• SELECTED TEXT
------------------------------

Rats Need Friends 2020: The Year of the Rat SEARCH NEWS

Year of the Rat, 2020 - Public Domain Pictures


In the English language rats don’t have the best of reputations – whether it is the treacherous Peter Pettigrew in Harry Potter or selfish and mean Templeton in Charlotte’s Web.

Rats are seen as dirty, spreaders of disease and are particularly associated with the Black Death – a plague pandemic which devastated Europe from 1347 to 1352, killing an estimated 25-30 million people. It is widely believed that the disease was carried by fleas on rodents and came to Europe via Italy on Genoese trading ships. However, with more knowledge it may be that the much-maligned rat could have been wrongly scapegoated as the cause of the deadly plague. Researchers at the Universities of Oslo and Ferrara in Italy, say that it was “human fleas and body lice” that were to blame.”


The Plague © Sean Twiddy

Watercolour map of places where ‘The Plague’ spread in the 14th Century, by © Sean Twiddy


2020 is Year of the Rat

This is the Year of the Rat, and is the first and most prominent in the Chinese zodiac cycle. In Chinese culture rats symbolize imagination, curiosity and resourcefulness. According to one myth, the Jade Emperor said the order would be decided by the order in which they arrived at his party. The Rat tricked the Ox into giving him a ride. Then, just as they were arriving at the finishing line, Rat jumped down and landed ahead of the Ox, becoming first. In the Chinese zodiac, rats are seen as a sign of wealth and surplus. Because of their reproduction rates, married couples use to pray to them for children.

------------------------------

• Saved data entries
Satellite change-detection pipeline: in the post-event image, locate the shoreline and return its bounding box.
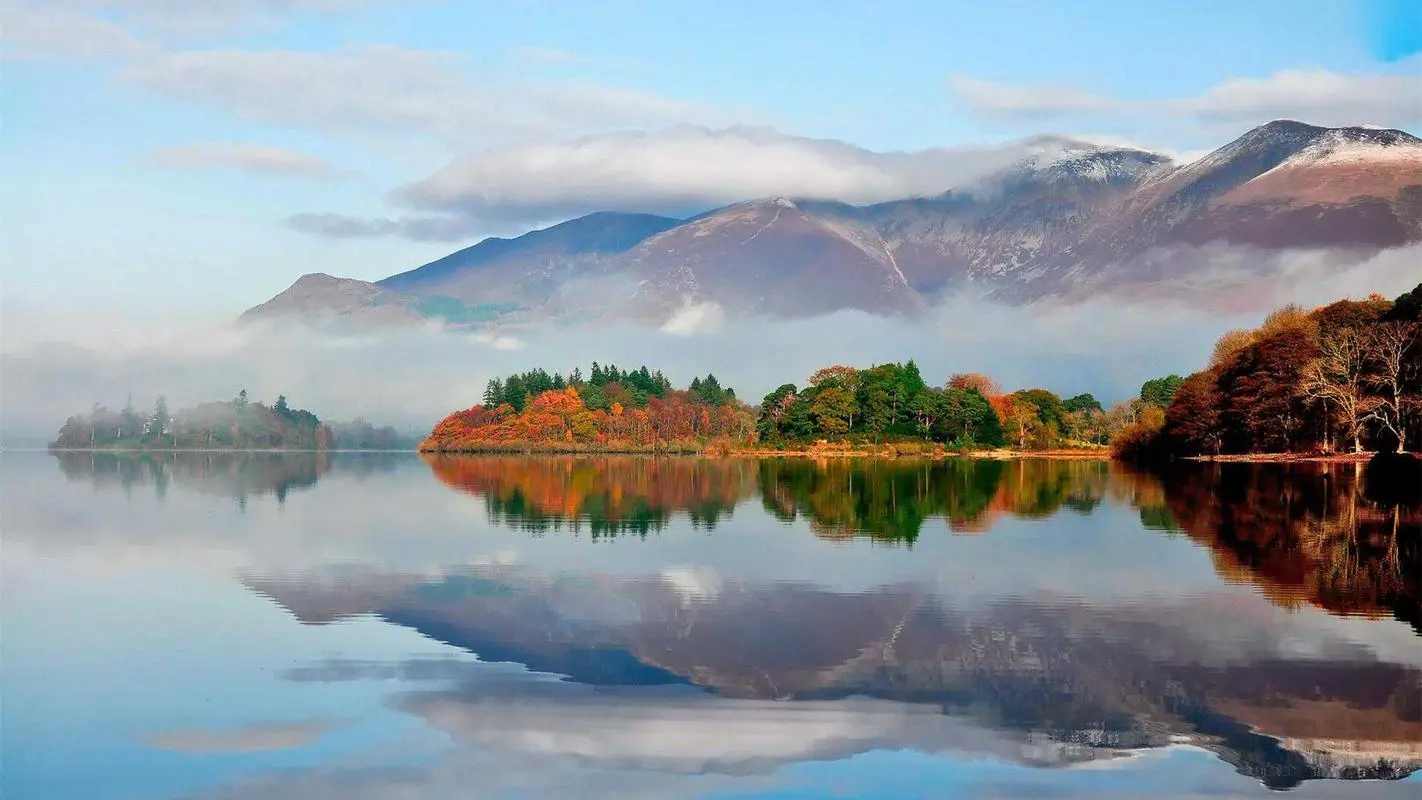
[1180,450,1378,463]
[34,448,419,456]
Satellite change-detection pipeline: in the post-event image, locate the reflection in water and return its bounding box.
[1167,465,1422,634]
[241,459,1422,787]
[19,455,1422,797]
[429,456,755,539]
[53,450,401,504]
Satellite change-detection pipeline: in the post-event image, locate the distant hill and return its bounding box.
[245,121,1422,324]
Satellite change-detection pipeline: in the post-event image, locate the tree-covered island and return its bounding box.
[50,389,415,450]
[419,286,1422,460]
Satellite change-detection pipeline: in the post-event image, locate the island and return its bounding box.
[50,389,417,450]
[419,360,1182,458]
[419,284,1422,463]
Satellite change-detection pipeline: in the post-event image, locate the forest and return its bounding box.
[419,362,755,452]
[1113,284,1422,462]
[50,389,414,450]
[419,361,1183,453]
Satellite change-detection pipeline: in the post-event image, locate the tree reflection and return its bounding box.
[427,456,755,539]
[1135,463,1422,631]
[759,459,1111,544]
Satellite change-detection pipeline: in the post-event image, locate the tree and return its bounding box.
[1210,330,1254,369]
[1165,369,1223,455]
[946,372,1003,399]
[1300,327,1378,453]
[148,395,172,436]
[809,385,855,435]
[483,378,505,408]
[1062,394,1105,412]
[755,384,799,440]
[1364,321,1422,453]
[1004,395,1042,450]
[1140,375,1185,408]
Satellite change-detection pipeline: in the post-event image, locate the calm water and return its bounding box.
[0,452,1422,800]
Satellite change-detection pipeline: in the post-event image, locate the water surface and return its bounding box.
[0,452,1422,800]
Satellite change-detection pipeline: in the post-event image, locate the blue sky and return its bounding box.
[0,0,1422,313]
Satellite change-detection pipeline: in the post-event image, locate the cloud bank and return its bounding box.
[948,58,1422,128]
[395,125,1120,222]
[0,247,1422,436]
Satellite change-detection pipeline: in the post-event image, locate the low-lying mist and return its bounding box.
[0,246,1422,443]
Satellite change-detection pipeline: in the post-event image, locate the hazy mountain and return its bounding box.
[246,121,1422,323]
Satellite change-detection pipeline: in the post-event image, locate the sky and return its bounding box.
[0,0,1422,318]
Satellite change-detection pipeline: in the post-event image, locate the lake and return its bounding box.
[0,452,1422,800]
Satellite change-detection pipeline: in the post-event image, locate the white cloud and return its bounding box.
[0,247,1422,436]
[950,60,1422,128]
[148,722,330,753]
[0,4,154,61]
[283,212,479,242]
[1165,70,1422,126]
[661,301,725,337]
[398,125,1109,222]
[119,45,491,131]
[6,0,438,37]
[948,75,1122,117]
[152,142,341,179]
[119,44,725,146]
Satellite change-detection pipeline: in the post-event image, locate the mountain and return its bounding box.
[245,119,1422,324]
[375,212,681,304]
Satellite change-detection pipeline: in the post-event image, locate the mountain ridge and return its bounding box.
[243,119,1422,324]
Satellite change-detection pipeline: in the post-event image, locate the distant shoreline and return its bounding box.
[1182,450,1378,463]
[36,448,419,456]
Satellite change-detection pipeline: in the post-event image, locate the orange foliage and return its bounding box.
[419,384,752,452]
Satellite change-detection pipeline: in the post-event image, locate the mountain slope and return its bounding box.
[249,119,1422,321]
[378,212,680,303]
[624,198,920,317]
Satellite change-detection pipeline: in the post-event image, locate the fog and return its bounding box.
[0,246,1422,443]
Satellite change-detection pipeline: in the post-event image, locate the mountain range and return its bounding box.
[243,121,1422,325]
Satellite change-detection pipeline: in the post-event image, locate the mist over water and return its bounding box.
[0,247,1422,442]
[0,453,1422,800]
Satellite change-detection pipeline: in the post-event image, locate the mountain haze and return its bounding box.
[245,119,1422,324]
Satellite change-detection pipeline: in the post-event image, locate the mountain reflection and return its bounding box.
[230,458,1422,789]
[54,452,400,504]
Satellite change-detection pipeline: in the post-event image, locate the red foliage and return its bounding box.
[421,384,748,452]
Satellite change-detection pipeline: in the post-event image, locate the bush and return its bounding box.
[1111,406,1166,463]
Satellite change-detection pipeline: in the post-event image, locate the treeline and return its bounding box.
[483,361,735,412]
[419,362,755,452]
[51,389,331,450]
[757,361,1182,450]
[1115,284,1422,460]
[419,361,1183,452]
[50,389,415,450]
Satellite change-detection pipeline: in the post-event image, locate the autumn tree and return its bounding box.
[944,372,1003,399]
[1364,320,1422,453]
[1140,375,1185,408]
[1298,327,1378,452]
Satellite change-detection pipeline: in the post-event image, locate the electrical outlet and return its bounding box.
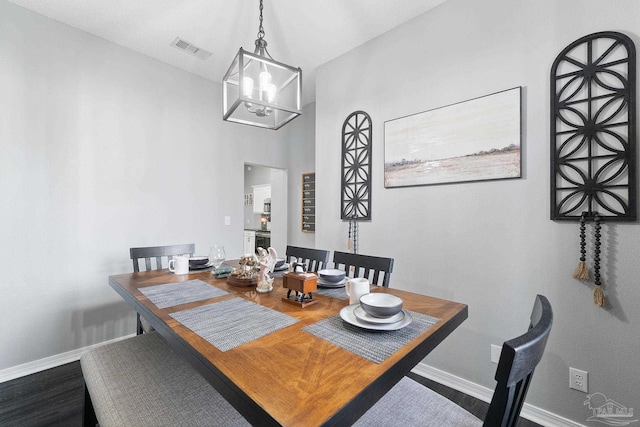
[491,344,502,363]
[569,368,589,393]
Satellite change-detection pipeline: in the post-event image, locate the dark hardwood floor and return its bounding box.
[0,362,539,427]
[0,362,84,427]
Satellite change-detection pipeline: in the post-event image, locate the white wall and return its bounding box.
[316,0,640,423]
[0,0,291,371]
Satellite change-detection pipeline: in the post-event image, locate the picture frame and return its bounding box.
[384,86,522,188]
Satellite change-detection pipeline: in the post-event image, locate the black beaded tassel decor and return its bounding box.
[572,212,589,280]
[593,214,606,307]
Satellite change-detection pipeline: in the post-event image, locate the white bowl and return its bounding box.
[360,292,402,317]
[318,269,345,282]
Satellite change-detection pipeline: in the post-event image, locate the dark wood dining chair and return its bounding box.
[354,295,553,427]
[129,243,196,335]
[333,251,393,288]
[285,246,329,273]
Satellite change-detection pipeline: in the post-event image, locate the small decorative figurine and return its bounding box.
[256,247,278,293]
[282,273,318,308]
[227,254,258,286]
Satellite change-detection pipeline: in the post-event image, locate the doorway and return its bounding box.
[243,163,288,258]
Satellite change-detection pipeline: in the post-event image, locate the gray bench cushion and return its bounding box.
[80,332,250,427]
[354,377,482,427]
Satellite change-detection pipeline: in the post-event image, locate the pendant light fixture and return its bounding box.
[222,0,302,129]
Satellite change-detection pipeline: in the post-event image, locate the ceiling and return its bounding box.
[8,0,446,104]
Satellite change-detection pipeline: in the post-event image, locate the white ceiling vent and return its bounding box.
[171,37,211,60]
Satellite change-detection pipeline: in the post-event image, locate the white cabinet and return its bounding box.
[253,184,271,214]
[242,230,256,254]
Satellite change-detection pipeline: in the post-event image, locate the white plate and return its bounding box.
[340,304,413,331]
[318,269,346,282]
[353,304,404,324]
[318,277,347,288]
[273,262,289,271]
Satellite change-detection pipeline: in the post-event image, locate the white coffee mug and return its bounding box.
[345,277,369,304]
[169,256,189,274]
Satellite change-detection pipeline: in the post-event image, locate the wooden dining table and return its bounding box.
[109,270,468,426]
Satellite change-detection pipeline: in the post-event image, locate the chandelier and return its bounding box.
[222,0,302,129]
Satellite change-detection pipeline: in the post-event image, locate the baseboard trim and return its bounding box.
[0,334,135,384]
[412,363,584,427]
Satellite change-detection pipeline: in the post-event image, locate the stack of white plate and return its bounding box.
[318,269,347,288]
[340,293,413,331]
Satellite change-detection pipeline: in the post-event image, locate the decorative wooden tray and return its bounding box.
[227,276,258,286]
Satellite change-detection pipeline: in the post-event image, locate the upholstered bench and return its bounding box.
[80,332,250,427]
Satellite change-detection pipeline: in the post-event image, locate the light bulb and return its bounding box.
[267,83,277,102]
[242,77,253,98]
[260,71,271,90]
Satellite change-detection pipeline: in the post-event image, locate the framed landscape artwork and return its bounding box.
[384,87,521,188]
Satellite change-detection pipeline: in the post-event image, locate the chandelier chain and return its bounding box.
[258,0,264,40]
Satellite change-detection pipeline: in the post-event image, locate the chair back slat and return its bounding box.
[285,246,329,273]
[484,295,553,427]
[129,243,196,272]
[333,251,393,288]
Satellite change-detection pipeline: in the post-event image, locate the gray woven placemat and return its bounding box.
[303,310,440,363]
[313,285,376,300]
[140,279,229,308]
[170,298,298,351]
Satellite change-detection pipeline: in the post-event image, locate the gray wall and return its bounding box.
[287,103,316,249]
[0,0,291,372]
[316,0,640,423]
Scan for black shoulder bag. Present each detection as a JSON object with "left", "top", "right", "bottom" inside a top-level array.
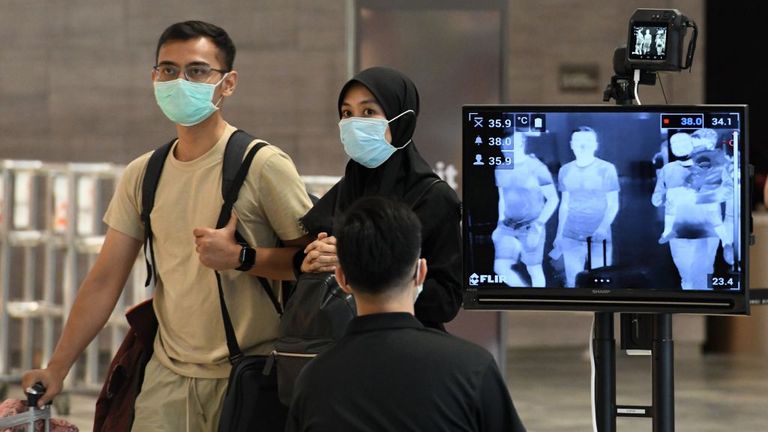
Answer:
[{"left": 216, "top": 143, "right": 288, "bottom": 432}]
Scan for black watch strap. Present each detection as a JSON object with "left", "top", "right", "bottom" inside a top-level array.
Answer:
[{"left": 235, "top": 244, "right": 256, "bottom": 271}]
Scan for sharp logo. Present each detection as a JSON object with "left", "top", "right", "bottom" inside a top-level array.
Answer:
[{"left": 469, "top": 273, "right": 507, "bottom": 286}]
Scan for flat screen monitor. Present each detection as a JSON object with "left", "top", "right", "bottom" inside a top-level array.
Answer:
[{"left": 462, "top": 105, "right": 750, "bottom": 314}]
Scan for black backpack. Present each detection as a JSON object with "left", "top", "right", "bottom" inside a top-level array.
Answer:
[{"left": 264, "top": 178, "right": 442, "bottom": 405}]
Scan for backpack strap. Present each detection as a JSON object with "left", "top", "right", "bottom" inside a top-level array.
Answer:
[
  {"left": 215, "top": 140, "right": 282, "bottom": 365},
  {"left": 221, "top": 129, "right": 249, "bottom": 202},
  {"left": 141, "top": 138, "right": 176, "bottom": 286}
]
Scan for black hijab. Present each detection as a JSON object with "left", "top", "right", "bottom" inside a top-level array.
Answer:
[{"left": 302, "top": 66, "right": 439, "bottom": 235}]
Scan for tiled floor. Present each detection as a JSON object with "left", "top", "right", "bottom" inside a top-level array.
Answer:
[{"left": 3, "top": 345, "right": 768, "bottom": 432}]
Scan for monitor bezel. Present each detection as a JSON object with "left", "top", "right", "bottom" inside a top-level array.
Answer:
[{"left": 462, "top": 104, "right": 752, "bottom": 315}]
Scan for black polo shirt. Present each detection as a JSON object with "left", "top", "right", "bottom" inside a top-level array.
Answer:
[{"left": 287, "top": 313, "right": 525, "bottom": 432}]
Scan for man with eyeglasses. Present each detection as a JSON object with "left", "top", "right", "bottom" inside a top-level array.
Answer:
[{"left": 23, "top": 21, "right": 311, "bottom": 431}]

------------------------------

• DIRECTIONS FOR THIS TASK
According to the text on the Year of the Rat, which researchers say human fleas and body lice, not rats, were to blame for the Black Death? The saved data entries are unrelated to the text and stand as separate material.

• OUTPUT
Researchers at the Universities of Oslo and Ferrara in Italy.